[Outline annotation records]

** BEGIN **

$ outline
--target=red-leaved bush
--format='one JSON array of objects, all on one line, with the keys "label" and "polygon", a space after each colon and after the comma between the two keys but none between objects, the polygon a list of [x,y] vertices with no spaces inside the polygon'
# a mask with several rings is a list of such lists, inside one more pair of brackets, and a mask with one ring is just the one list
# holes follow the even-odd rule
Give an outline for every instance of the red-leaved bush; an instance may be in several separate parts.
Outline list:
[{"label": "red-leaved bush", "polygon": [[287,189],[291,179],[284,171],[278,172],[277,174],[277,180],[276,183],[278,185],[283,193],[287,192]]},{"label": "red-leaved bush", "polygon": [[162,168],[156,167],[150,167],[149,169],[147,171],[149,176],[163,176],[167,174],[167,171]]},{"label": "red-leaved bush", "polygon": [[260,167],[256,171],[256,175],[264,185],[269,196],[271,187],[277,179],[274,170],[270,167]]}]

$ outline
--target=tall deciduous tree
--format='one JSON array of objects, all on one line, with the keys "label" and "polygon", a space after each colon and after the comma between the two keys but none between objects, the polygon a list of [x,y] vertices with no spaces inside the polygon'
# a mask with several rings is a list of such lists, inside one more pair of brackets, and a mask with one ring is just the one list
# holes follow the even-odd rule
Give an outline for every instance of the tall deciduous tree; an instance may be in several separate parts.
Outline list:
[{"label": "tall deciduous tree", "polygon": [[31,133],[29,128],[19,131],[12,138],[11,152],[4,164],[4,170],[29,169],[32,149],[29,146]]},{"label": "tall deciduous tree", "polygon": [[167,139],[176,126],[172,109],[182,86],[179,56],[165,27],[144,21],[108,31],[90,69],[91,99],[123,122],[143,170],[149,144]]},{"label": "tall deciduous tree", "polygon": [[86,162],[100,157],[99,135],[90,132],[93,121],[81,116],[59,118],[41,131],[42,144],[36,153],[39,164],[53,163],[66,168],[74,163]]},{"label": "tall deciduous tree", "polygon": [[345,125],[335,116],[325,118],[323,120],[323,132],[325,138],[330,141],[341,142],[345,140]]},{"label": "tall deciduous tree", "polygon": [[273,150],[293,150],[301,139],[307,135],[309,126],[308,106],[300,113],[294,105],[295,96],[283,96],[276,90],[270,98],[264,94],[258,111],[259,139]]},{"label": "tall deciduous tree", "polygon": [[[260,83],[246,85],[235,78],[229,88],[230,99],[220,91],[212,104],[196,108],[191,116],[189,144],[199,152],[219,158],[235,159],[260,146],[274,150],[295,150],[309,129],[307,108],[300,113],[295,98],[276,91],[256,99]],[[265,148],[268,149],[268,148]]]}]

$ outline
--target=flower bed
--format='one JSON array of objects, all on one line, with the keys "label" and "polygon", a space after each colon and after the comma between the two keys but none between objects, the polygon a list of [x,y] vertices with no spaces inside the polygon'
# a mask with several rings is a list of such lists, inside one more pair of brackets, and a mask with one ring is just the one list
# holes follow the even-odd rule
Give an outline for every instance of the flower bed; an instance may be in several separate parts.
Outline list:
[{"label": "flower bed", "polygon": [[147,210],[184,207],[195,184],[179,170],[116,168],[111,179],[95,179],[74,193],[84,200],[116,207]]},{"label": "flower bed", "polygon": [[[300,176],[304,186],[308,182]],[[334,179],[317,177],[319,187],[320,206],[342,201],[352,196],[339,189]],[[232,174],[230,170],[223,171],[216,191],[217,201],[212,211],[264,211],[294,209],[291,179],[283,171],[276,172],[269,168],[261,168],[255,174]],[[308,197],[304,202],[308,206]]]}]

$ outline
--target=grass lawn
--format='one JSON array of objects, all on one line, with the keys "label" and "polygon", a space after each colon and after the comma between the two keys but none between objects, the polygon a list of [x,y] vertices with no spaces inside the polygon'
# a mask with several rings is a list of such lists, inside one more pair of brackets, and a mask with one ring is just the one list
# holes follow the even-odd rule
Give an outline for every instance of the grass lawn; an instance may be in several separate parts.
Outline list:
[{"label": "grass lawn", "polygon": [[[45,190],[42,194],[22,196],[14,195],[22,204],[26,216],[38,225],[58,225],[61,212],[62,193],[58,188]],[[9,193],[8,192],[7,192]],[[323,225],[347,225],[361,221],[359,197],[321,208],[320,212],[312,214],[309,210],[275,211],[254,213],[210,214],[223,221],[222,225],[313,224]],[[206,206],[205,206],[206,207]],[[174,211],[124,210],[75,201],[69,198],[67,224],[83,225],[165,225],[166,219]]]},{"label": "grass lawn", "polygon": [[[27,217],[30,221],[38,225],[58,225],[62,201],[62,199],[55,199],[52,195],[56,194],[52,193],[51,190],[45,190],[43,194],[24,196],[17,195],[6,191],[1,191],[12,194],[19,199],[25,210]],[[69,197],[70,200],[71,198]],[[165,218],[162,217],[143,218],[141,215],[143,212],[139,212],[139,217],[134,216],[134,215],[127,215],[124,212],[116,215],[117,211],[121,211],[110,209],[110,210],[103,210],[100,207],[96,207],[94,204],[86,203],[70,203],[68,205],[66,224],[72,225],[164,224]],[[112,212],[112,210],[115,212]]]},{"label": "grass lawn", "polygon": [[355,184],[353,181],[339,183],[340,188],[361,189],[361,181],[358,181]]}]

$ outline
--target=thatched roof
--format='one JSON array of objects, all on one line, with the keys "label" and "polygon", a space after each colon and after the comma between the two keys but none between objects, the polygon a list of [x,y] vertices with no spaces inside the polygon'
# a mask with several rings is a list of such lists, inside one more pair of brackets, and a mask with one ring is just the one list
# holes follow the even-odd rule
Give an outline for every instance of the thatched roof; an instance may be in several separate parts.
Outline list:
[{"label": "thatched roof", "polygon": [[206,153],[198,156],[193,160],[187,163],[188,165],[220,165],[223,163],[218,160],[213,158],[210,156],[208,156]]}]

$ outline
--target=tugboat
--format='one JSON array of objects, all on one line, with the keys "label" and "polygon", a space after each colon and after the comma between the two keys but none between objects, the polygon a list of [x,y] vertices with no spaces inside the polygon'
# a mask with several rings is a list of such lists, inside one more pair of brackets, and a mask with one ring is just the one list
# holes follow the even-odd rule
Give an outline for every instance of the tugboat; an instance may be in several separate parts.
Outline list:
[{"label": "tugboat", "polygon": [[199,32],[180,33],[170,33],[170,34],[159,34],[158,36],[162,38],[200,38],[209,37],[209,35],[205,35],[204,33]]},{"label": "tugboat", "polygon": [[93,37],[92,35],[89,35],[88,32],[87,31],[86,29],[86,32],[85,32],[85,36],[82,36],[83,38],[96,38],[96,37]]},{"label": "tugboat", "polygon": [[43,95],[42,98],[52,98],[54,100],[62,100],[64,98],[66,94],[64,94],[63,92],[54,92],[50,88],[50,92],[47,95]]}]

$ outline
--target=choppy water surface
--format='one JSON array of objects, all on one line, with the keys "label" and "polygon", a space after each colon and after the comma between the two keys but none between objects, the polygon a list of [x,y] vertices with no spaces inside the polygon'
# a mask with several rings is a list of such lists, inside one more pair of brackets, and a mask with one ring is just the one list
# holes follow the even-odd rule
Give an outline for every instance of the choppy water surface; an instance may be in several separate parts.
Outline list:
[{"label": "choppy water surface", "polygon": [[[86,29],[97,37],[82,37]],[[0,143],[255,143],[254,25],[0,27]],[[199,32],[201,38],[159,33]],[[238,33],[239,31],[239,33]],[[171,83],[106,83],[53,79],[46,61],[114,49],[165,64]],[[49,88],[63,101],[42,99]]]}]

** END **

▸ What you have to do: Output the full listing exactly as it stands.

▸ Exercise output:
$ outline
--target=red-leaved bush
--format='one JSON array of objects, all on one line, with the keys "label" and "polygon", a space after each colon and after the comma between the two keys but none between objects, the polygon a list of [x,y] vertices with no spaces inside the polygon'
# a mask with several rings is a list of such lists, inside one more pair of brackets, and a mask with one ring is just the one list
# holes follow the even-odd rule
Give an outline for every instance of the red-leaved bush; an instance may be in several separate parts.
Outline list:
[{"label": "red-leaved bush", "polygon": [[287,189],[291,179],[284,171],[278,172],[277,174],[277,180],[276,183],[278,185],[283,193],[287,192]]},{"label": "red-leaved bush", "polygon": [[162,168],[156,167],[150,167],[149,169],[147,171],[149,176],[163,176],[167,174],[167,171]]},{"label": "red-leaved bush", "polygon": [[260,167],[256,171],[256,175],[264,185],[269,196],[271,187],[277,179],[274,170],[270,167]]}]

$ outline
--target=tall deciduous tree
--format='one JSON array of objects, all on one line, with the keys "label" and "polygon", a space after each colon and after the comma between the two keys but none between objects, the polygon a list of [x,y] vertices with no spaces inside the polygon'
# a mask with several rings is a list of such lists, inside one more pair of brackets, and a mask with one ring is just the one list
# holes follow the even-odd rule
Give an outline for every instance of the tall deciduous tree; an instance may be in several separate parts.
Outline list:
[{"label": "tall deciduous tree", "polygon": [[31,133],[29,128],[19,131],[12,138],[11,152],[4,164],[4,170],[29,169],[32,149],[29,146]]},{"label": "tall deciduous tree", "polygon": [[167,139],[176,126],[172,109],[182,86],[179,56],[165,27],[144,21],[108,31],[90,69],[91,99],[123,122],[143,170],[149,144]]},{"label": "tall deciduous tree", "polygon": [[86,162],[100,157],[99,135],[90,132],[93,121],[81,116],[59,118],[41,131],[42,144],[36,153],[39,164],[53,163],[66,168],[74,163]]},{"label": "tall deciduous tree", "polygon": [[345,125],[335,116],[325,118],[323,120],[323,132],[325,138],[330,141],[341,142],[345,140]]},{"label": "tall deciduous tree", "polygon": [[273,150],[293,150],[301,139],[307,135],[309,126],[308,106],[300,113],[294,105],[295,96],[283,96],[276,90],[270,98],[264,94],[258,111],[259,139]]},{"label": "tall deciduous tree", "polygon": [[[260,83],[246,85],[235,78],[229,88],[230,99],[220,91],[212,104],[196,108],[191,116],[189,144],[199,152],[219,158],[235,159],[260,146],[274,150],[295,150],[309,129],[307,108],[300,113],[295,98],[276,91],[256,99]],[[265,148],[268,149],[268,148]]]}]

$ outline
--target=flower bed
--format='one JSON array of objects, all on one line, with the keys "label" and "polygon", a space after each colon and after the comma between the two keys but none between objects, the polygon a list of [x,y] vertices with no spaces inside the polygon'
# a mask with several rings is a list of such lists, inside one more pair of brackets, and a mask with one ring is just the one list
# holes follow the even-odd rule
Give an outline for every instance of the flower bed; an instance may be in several separate parts.
Outline list:
[{"label": "flower bed", "polygon": [[147,210],[184,207],[195,184],[179,170],[116,168],[111,179],[95,179],[74,193],[84,200],[116,207]]},{"label": "flower bed", "polygon": [[[300,176],[304,186],[308,182]],[[334,179],[317,177],[319,187],[320,206],[342,201],[352,196],[339,189]],[[232,174],[230,170],[223,171],[216,191],[217,201],[212,211],[264,211],[294,209],[291,179],[283,171],[276,172],[269,168],[261,168],[255,174]],[[308,197],[304,202],[308,206]]]}]

$ outline
--target=grass lawn
--format='one JSON array of objects, all on one line, with the keys "label" and "polygon", a space after each colon and after the comma between the two keys but none between objects, the polygon a list of [x,y] vertices with no spaces inside the polygon'
# a mask with several rings is a list of such lists, inside one more pair of brackets, and a mask with one ring is just the one list
# holes follow the even-odd rule
Give an outline for every instance of the grass lawn; an instance may be in several separate parts.
Outline list:
[{"label": "grass lawn", "polygon": [[[45,190],[42,194],[22,196],[14,195],[22,204],[26,216],[38,225],[58,225],[61,212],[62,193],[58,188]],[[9,193],[8,192],[7,192]],[[323,225],[347,225],[361,221],[359,197],[321,208],[320,212],[312,214],[309,210],[275,211],[254,213],[210,214],[223,221],[222,225],[313,224]],[[206,206],[205,206],[206,207]],[[174,211],[124,210],[75,201],[69,198],[67,224],[83,225],[165,225],[166,219]]]},{"label": "grass lawn", "polygon": [[[27,217],[30,221],[38,225],[58,225],[62,201],[62,199],[55,199],[52,195],[56,194],[52,193],[51,190],[45,190],[43,194],[24,196],[17,195],[6,191],[1,191],[12,194],[19,199],[25,210]],[[69,197],[70,200],[71,198]],[[165,218],[162,217],[143,218],[141,215],[143,212],[139,212],[139,217],[134,216],[134,215],[127,215],[124,212],[116,215],[117,211],[121,211],[110,209],[110,210],[103,210],[100,207],[96,207],[94,204],[86,203],[70,203],[68,205],[66,224],[72,225],[164,224]],[[112,212],[112,210],[115,212]]]},{"label": "grass lawn", "polygon": [[355,184],[353,181],[339,183],[340,188],[361,189],[361,181],[358,181]]}]

$ outline
--target=thatched roof
--format='one JSON array of objects, all on one line, with the keys "label" and "polygon", a space after each colon and after the comma between the two keys but none between objects, the polygon a list of [x,y] vertices with no spaces inside the polygon'
# a mask with several rings is a list of such lists, inside one more pair of brackets, and a mask with one ring is just the one list
# holes follow the even-odd rule
Give an outline for every instance of the thatched roof; an instance may be in several separate parts.
Outline list:
[{"label": "thatched roof", "polygon": [[206,153],[198,156],[193,160],[187,163],[188,165],[220,165],[223,163],[218,160],[213,158],[210,156],[208,156]]}]

$ outline
--target=tugboat
--format='one JSON array of objects, all on one line, with the keys "label" and "polygon", a space after each colon and after the comma between the two keys but none between objects, the polygon a list of [x,y] vertices with no spaces inside the polygon'
# a mask with several rings is a list of such lists, inside one more pair of brackets, and a mask with one ring is just the one list
# holes follow the even-odd rule
Give an outline for every instance of the tugboat; an instance may be in several separate parts.
Outline list:
[{"label": "tugboat", "polygon": [[199,32],[180,33],[170,33],[170,34],[159,34],[158,36],[162,38],[200,38],[209,37],[209,35],[205,35],[204,33]]},{"label": "tugboat", "polygon": [[93,37],[92,35],[89,35],[88,32],[87,31],[86,29],[86,32],[85,32],[85,36],[82,36],[83,38],[96,38],[96,37]]},{"label": "tugboat", "polygon": [[43,95],[42,98],[52,98],[54,100],[62,100],[64,98],[66,94],[64,94],[63,92],[54,92],[50,88],[50,92],[47,95]]}]

$ outline
--target=choppy water surface
--format='one JSON array of objects, all on one line, with the keys "label" and "polygon", a space after each colon and after the comma between the two keys but none between objects, the polygon a list of [x,y] vertices with no spaces inside the polygon'
# a mask with several rings is a list of such lists, inside one more pair of brackets, and a mask with one ring is just the one list
# holes follow the even-odd rule
Give an outline for every instance of the choppy water surface; an instance may be in several separate parts.
Outline list:
[{"label": "choppy water surface", "polygon": [[[86,29],[97,37],[82,37]],[[0,143],[255,143],[254,25],[0,27]],[[199,32],[201,38],[159,33]],[[238,33],[239,31],[239,33]],[[171,83],[106,83],[53,79],[46,61],[114,49],[165,64]],[[49,88],[63,101],[42,99]]]}]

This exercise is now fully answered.